[start STORED RECORDS]

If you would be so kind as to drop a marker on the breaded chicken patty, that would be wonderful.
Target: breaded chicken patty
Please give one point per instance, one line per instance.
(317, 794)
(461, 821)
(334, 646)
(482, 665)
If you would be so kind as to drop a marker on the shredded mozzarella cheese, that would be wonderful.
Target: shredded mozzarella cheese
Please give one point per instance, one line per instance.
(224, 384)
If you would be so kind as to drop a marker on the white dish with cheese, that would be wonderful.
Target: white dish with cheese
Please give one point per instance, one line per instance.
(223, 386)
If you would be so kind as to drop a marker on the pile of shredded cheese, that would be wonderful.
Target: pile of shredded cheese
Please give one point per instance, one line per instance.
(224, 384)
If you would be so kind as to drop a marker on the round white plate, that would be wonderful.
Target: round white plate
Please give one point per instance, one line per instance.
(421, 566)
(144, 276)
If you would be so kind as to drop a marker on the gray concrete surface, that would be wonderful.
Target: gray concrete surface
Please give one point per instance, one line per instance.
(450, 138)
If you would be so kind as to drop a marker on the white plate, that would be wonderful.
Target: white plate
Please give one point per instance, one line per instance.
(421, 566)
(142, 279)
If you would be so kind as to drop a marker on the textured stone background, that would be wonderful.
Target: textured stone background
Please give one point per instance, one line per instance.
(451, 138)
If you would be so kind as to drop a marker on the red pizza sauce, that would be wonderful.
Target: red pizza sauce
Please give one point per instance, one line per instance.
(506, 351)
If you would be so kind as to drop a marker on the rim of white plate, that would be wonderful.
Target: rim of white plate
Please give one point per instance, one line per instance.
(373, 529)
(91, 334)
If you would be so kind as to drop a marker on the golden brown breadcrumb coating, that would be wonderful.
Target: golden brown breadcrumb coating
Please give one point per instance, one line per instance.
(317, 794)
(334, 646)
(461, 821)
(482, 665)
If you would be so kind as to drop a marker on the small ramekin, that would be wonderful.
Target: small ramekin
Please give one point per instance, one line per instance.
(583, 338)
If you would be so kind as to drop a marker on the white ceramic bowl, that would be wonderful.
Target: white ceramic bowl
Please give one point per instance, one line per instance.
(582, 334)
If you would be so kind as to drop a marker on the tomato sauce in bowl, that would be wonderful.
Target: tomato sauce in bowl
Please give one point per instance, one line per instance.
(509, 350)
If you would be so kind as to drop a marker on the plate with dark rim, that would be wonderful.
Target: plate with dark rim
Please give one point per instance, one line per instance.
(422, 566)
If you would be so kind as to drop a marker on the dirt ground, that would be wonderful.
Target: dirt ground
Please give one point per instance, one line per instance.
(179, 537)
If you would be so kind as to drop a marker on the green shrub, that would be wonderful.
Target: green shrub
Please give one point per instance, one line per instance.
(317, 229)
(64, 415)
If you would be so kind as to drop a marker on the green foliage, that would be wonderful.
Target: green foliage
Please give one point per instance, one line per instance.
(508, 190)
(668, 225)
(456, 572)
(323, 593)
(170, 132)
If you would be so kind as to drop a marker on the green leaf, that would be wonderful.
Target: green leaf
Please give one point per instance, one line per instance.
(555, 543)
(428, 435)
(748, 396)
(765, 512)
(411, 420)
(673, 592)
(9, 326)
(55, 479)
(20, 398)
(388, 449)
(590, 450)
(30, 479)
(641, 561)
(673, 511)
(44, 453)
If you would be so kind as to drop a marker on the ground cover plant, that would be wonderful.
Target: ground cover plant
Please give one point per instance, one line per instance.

[end STORED RECORDS]

*EXERCISE BRIEF:*
Rewrite the items above, changing every "drop a marker" to "place a point" and leaving everything else as it is.

*TASK OUTPUT:*
If you would be so kind as to place a point on the breaded chicken patty, that would be wonderful.
Target: breaded chicken patty
Please give one point per instance, one line per instance.
(317, 794)
(461, 821)
(334, 646)
(482, 665)
If you would be so kind as to place a point on the shredded mozzarella cheese, that would be wonderful.
Target: shredded mozzarella cheese
Please give one point per instance, one line per instance.
(224, 384)
If you would be so kind as to place a point on the white dish with cheese, that would be wonderful.
Target: white dish with cheese
Please give one point per instance, one line per instance.
(223, 386)
If you would be so kind as to place a point on the pile of shredded cheese, that would be wonderful.
Target: pile of shredded cheese
Please give one point per instance, one line per instance.
(224, 384)
If you would be so kind as to place a point on the round white plate, that would be wonderful.
Target: round white plate
Please give one point per instance, one line per instance.
(421, 566)
(144, 276)
If you would be so kind as to place a point on the gray concrete surface, that would be wonderful.
Target: gray concrete surface
Please give one point per instance, one line per instance.
(450, 138)
If you would be so kind as to place a point on the white plate, that would be wonderful.
Target: white plate
Please give one point per instance, one line per instance.
(421, 566)
(142, 279)
If you would be so kind as to place a point on the textured stone background, that would be wonderful.
Target: textured stone background
Please give one point per instance, one line per instance.
(451, 138)
If you would be so kind as to place a point on the red pizza sauce, that would be wonderful.
Target: red pizza sauce
Please give one point per instance, one line per instance.
(506, 351)
If you would be so kind as to place a point on the rim of white plate, that would be wonderful.
Target: rim of white plate
Please give one point per instance, one line per instance.
(373, 529)
(91, 334)
If you would be so kind as to place a point on the golden brown breadcrumb coating, that would be wonderful.
Target: golden brown breadcrumb coating
Please give one point per instance, one line per instance.
(317, 794)
(334, 646)
(461, 821)
(482, 665)
If you would be so kind as to place a point on the small ramekin, that would be wonderful.
Target: small ramekin
Please give one point per instance, one line per instance.
(583, 338)
If you would be so kind as to place a point on the white ceramic bowl, that would be wonderful.
Target: white ceramic bowl
Please give one point per instance, one line per instance.
(582, 334)
If you would be so kind as to place a point on the tomato sauce in bowl, that would be wonderful.
Target: tomato sauce in bowl
Please give one point per instance, one line per instance.
(509, 350)
If you would be so kind as to place a point on the plate with dark rim, that would be wonderful.
Target: plate with dark rim
Please give one point per instance, one line per instance.
(422, 566)
If you would be so kind as to place a point on the dirt ground, that would be wonderful.
Target: dirt ground
Please give one point per instance, one line per instance.
(179, 537)
If you would be so kind as to place a point on the green shrub, that would be wonderful.
Target: green shrub
Please give one point per instance, one line per instance.
(317, 229)
(64, 415)
If you would be so kind as to place a point on the green foliage, that would be wonderful.
Target: green foliage
Please give one point per instance, one line per instance.
(508, 190)
(668, 225)
(456, 572)
(323, 593)
(170, 132)
If you would be so kind as to place a point on the green leaf, that would be wonderful.
Target: green leaf
Please give one point per instance, one line per instance.
(555, 543)
(428, 435)
(748, 396)
(765, 512)
(411, 420)
(673, 592)
(9, 326)
(55, 479)
(20, 398)
(388, 449)
(590, 450)
(30, 479)
(641, 561)
(673, 511)
(44, 453)
If you would be so kind as to place a point on the ground cover plant, that would be wonderful.
Target: ground cover plant
Please give one point per instance, one line per instance.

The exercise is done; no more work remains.